Exercise aim: Each entry below should be echoed exactly, with pictures omitted.

[Records from a data collection]
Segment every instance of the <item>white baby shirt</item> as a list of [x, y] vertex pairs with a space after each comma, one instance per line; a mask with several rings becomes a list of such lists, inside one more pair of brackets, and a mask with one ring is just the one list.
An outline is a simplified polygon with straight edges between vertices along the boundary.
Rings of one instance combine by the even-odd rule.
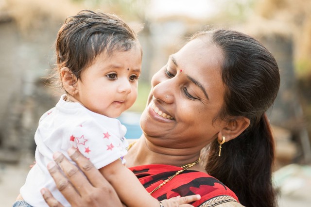
[[67, 150], [77, 148], [97, 169], [127, 153], [126, 129], [118, 119], [92, 112], [79, 103], [67, 102], [65, 96], [41, 116], [35, 135], [36, 164], [20, 191], [24, 200], [34, 207], [48, 207], [40, 192], [42, 188], [48, 188], [64, 206], [70, 206], [47, 169], [55, 152], [63, 153], [70, 160]]

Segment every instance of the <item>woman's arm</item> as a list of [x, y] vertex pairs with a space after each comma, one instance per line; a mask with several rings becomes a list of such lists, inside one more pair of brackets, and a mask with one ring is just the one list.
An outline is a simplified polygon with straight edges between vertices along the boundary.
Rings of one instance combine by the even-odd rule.
[[[48, 169], [57, 189], [72, 207], [124, 207], [114, 189], [87, 159], [73, 148], [69, 149], [68, 152], [83, 173], [59, 152], [54, 153], [53, 158], [61, 170], [53, 162], [49, 163]], [[48, 190], [43, 189], [41, 192], [50, 207], [63, 207]], [[174, 206], [186, 207], [192, 206], [187, 204], [200, 199], [199, 195], [193, 195], [177, 196], [162, 202], [165, 206], [170, 207], [174, 203]]]
[[[72, 148], [68, 150], [68, 154], [87, 178], [59, 152], [54, 154], [53, 159], [66, 176], [53, 162], [49, 163], [48, 169], [57, 188], [71, 206], [123, 206], [113, 188], [86, 158]], [[42, 189], [41, 193], [49, 206], [63, 207], [47, 189]]]

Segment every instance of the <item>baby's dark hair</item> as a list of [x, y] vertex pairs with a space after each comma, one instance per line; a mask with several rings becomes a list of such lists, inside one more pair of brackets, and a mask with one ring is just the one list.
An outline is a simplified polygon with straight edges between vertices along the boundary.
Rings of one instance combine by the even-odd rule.
[[82, 10], [67, 18], [58, 31], [56, 69], [68, 67], [79, 79], [102, 52], [111, 56], [114, 51], [128, 51], [138, 41], [136, 33], [116, 16]]

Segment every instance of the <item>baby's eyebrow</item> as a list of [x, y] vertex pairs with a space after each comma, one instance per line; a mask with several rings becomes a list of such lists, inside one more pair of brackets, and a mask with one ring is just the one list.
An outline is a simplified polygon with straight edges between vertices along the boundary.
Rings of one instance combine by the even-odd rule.
[[175, 59], [175, 58], [174, 58], [174, 56], [173, 55], [170, 56], [170, 59], [172, 60], [172, 61], [173, 62], [175, 66], [176, 66], [176, 67], [178, 67], [178, 64], [177, 64], [177, 62], [176, 62], [176, 60]]

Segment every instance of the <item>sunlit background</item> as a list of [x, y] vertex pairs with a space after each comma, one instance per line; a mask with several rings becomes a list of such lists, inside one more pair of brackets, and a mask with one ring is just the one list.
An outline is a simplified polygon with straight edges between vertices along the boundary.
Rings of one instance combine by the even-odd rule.
[[62, 94], [47, 78], [55, 63], [57, 31], [67, 17], [85, 9], [116, 14], [139, 31], [144, 55], [138, 97], [119, 118], [130, 139], [141, 133], [139, 118], [152, 75], [192, 34], [222, 27], [260, 41], [275, 56], [281, 76], [268, 114], [276, 138], [279, 203], [310, 206], [311, 1], [0, 0], [0, 199], [7, 201], [3, 206], [13, 203], [25, 166], [34, 159], [39, 118]]

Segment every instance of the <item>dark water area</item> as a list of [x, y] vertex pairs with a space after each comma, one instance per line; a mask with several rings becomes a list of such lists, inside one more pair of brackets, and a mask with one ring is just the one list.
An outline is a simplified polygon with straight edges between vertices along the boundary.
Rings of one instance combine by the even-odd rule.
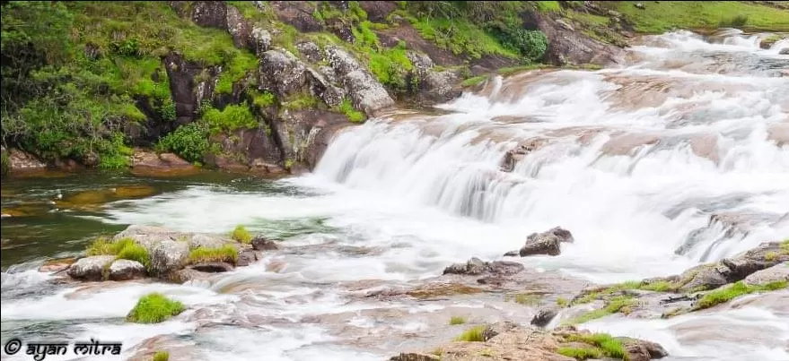
[[215, 171], [169, 177], [99, 170], [9, 176], [2, 182], [2, 269], [77, 254], [96, 236], [123, 230], [127, 225], [102, 222], [102, 209], [111, 202], [191, 186], [228, 193], [295, 193], [271, 179]]

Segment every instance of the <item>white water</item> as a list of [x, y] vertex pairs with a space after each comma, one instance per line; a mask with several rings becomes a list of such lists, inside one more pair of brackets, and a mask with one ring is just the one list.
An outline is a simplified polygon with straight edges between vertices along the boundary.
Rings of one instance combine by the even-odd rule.
[[[287, 242], [332, 241], [381, 251], [366, 256], [269, 256], [209, 284], [122, 286], [79, 299], [66, 297], [73, 288], [58, 288], [35, 298], [4, 300], [4, 333], [11, 327], [6, 322], [57, 320], [71, 322], [64, 331], [79, 340], [100, 335], [123, 340], [127, 355], [148, 337], [175, 333], [188, 335], [184, 342], [199, 350], [192, 357], [204, 359], [383, 359], [397, 345], [338, 346], [329, 326], [287, 322], [352, 313], [356, 316], [346, 320], [346, 327], [371, 329], [381, 327], [381, 320], [363, 316], [369, 310], [441, 312], [443, 305], [429, 304], [416, 308], [348, 303], [337, 285], [433, 277], [472, 256], [500, 258], [519, 248], [526, 235], [555, 226], [571, 230], [575, 243], [563, 245], [557, 257], [521, 261], [597, 282], [678, 273], [782, 239], [789, 236], [789, 224], [774, 220], [789, 212], [789, 147], [778, 147], [767, 134], [789, 123], [789, 77], [776, 77], [781, 64], [789, 68], [789, 56], [778, 55], [779, 47], [787, 46], [785, 39], [762, 50], [753, 38], [737, 34], [718, 43], [688, 32], [666, 34], [635, 47], [633, 63], [621, 69], [496, 80], [487, 95], [464, 94], [441, 107], [451, 114], [396, 114], [348, 129], [331, 142], [314, 174], [285, 181], [317, 195], [193, 187], [117, 202], [104, 219], [108, 223], [226, 232], [239, 223], [264, 230], [272, 221], [323, 219], [327, 229]], [[593, 133], [579, 142], [582, 131]], [[621, 133], [660, 142], [611, 150], [607, 142], [622, 143], [617, 141]], [[702, 135], [714, 141], [714, 156], [692, 150], [691, 140]], [[513, 172], [500, 171], [504, 152], [532, 138], [549, 143], [526, 155]], [[706, 228], [710, 214], [721, 211], [748, 211], [762, 220], [747, 235], [727, 236], [722, 224]], [[694, 231], [696, 242], [688, 244]], [[277, 262], [286, 263], [281, 272], [266, 271]], [[46, 280], [34, 271], [3, 277], [4, 295]], [[123, 317], [140, 295], [154, 290], [183, 301], [190, 311], [156, 326], [100, 320]], [[273, 321], [260, 324], [252, 316]], [[789, 324], [789, 315], [759, 308], [671, 322], [603, 320], [589, 327], [664, 342], [674, 359], [789, 357], [789, 351], [764, 340], [680, 340], [677, 324], [705, 317], [737, 320], [713, 322], [715, 327], [770, 325], [776, 338], [789, 340], [789, 330], [780, 326]], [[239, 320], [252, 325], [197, 331], [198, 323]], [[389, 330], [400, 332], [419, 331], [429, 323], [387, 321]]]

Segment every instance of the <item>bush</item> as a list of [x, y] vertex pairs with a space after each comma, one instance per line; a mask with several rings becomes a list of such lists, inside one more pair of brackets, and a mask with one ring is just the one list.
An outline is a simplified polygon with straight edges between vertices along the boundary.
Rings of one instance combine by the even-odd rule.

Answer to this problem:
Segment every instance of the <item>white baby shirt</item> as a list of [x, y] vertex pairs with a space after each comma, one instance per line; a mask with several rings becomes a list of such lists, inside one more pair of brackets, and a mask with one ring is just the one list.
An outline is a simplified polygon with straight edges between vertices along the boundary.
Rings of one instance combine by the even-odd rule.
[[67, 150], [77, 148], [97, 169], [127, 153], [126, 129], [118, 119], [92, 112], [79, 103], [67, 102], [65, 96], [41, 116], [35, 135], [36, 164], [20, 191], [24, 200], [34, 207], [48, 207], [40, 192], [42, 188], [48, 188], [64, 206], [70, 206], [47, 169], [55, 152], [63, 153], [70, 160]]

Segment every instance of the <item>woman's arm</item> as a list of [x, y] vertex pairs with a space after each comma, one instance per line; a mask with several rings becomes a list of such lists, inside one more pair of brackets, and a mask with one ring is just the one list.
An outline is a simplified polygon with straight edges between vertices along the boundary.
Rings of one instance combine by the even-odd rule.
[[[48, 169], [57, 189], [72, 207], [124, 207], [114, 189], [87, 159], [73, 148], [69, 149], [68, 152], [83, 173], [59, 152], [54, 153], [53, 158], [61, 170], [53, 162], [49, 163]], [[48, 190], [43, 189], [41, 192], [50, 207], [63, 207]], [[174, 206], [186, 207], [192, 206], [187, 204], [200, 199], [199, 195], [193, 195], [177, 196], [162, 202], [165, 206], [170, 207], [174, 203]]]
[[[72, 148], [68, 150], [68, 154], [87, 178], [59, 152], [54, 154], [53, 159], [66, 176], [53, 162], [49, 163], [48, 169], [57, 188], [71, 206], [123, 206], [113, 188], [86, 158]], [[42, 189], [41, 193], [49, 206], [63, 207], [47, 189]]]

Segment every instance of the <item>baby's dark hair</item> as a list of [x, y] vertex pairs with a space after each comma, one instance per line; a mask with several rings becomes a list of such lists, inside one more pair of brackets, and a mask with one ring is just the one list.
An outline is a simplified polygon with straight edges between vertices along the boundary.
Rings of one instance combine by the even-odd rule.
[[82, 10], [67, 18], [58, 31], [56, 69], [68, 67], [79, 79], [102, 52], [111, 56], [114, 51], [128, 51], [138, 41], [136, 33], [116, 16]]

Segment every instance of the <item>baby's eyebrow</item> as a list of [x, y] vertex pairs with a space after each comma, one instance per line; a mask with several rings becomes a list of such lists, inside one more pair of brackets, and a mask with one ring is just the one list.
An outline is a simplified polygon with straight edges between vertices along the boundary.
Rings of one instance combine by the even-odd rule.
[[175, 59], [175, 58], [174, 58], [174, 56], [173, 55], [170, 56], [170, 59], [172, 60], [172, 61], [173, 62], [175, 66], [176, 66], [176, 67], [178, 67], [178, 64], [177, 64], [177, 62], [176, 62], [176, 60]]

Segment every instance of the <item>sunlit background</item> as a list of [x, y] vertex pairs with a space after each comma, one instance per line; a mask with several rings becomes a list of such lists, inside one more pair of brackets, and a mask with one ring is just the one list.
An outline is a simplified polygon with straight edges between vertices along the boundary.
Rings of one instance combine by the even-odd rule.
[[62, 94], [47, 78], [55, 63], [57, 31], [67, 17], [85, 9], [116, 14], [139, 31], [144, 55], [138, 97], [119, 118], [130, 139], [141, 133], [139, 118], [152, 75], [192, 34], [222, 27], [260, 41], [275, 56], [281, 76], [268, 114], [276, 138], [279, 203], [310, 206], [311, 1], [0, 0], [0, 199], [7, 201], [3, 206], [13, 203], [25, 166], [34, 159], [39, 118]]

Segment every instance of the <item>dark water area</item> as a list of [x, y] vertex pairs with a space after each comma, one instance per line; a mask with several rings becomes a list of such lists, inside one more pair of brackets, and a mask with one ring is just the one list.
An outline is a simplified polygon with straight edges between vertices along the boundary.
Rings of one instance combine by the even-odd rule.
[[215, 171], [169, 177], [99, 170], [9, 176], [2, 182], [2, 269], [77, 254], [96, 236], [123, 230], [127, 225], [102, 222], [102, 209], [111, 202], [191, 186], [228, 193], [295, 193], [271, 179]]

Segment every instance of the <item>white water</item> as a list of [x, y] vertex pairs with a space after each comma, one instance per line; a mask with several rings becomes a list of such lists, inside one more pair of brackets, and a mask with one ring is just the one list.
An outline is a simplified polygon with straight edges between vertices along the boundary.
Rings of one instance combine by the even-odd rule.
[[[287, 242], [332, 241], [381, 251], [366, 256], [269, 256], [209, 284], [122, 286], [79, 299], [66, 297], [73, 288], [58, 288], [35, 298], [4, 300], [4, 333], [11, 327], [6, 322], [57, 320], [71, 322], [64, 331], [79, 340], [100, 335], [123, 340], [127, 355], [148, 337], [175, 333], [188, 335], [184, 342], [199, 350], [192, 357], [204, 359], [383, 359], [397, 345], [338, 346], [329, 326], [287, 322], [352, 313], [356, 316], [346, 320], [346, 327], [371, 329], [381, 327], [381, 320], [363, 316], [369, 310], [441, 312], [443, 305], [429, 304], [416, 308], [348, 303], [337, 285], [433, 277], [472, 256], [500, 258], [519, 248], [526, 235], [555, 226], [571, 230], [575, 243], [563, 245], [557, 257], [521, 261], [597, 282], [678, 273], [782, 239], [789, 236], [789, 224], [774, 220], [789, 212], [789, 147], [778, 147], [767, 134], [789, 123], [789, 77], [776, 77], [781, 64], [789, 68], [789, 56], [778, 55], [779, 47], [787, 46], [785, 39], [762, 50], [753, 38], [737, 34], [718, 43], [688, 32], [666, 34], [635, 47], [633, 63], [621, 69], [496, 80], [487, 95], [464, 94], [441, 107], [451, 114], [396, 114], [348, 129], [331, 142], [314, 174], [285, 181], [317, 195], [193, 187], [117, 202], [104, 219], [108, 223], [226, 232], [239, 223], [264, 230], [272, 221], [323, 219], [327, 229]], [[593, 133], [579, 142], [582, 131]], [[621, 133], [660, 142], [611, 150], [607, 142], [622, 143], [617, 141]], [[702, 135], [714, 141], [714, 156], [692, 150], [691, 140]], [[513, 172], [500, 171], [504, 152], [532, 138], [549, 143], [526, 155]], [[706, 228], [710, 214], [721, 211], [748, 211], [762, 220], [747, 235], [727, 236], [722, 224]], [[694, 231], [696, 242], [688, 244]], [[277, 262], [286, 263], [281, 272], [266, 271]], [[46, 280], [34, 271], [3, 277], [4, 295]], [[123, 317], [140, 295], [154, 290], [183, 301], [190, 311], [156, 326], [100, 320]], [[273, 321], [260, 324], [252, 316]], [[789, 324], [789, 315], [759, 308], [671, 322], [603, 320], [589, 327], [664, 342], [674, 359], [789, 357], [789, 351], [764, 340], [680, 340], [677, 324], [705, 317], [737, 320], [713, 322], [715, 327], [770, 325], [776, 338], [789, 340], [789, 330], [780, 326]], [[239, 320], [252, 325], [197, 331], [198, 323]], [[389, 330], [400, 332], [419, 331], [429, 323], [387, 321]]]

Segment every instance of the <item>bush</item> as a list of [x, y] vertex pairs with a space after each comma, one instance per line; a mask with several rings becomes a list of such lists, inside one more pair of brackets, and a mask with one ring is just the one list.
An outline is a simplified polygon with straight edges between vertices along the boundary.
Rings of one instance combine by the even-odd rule.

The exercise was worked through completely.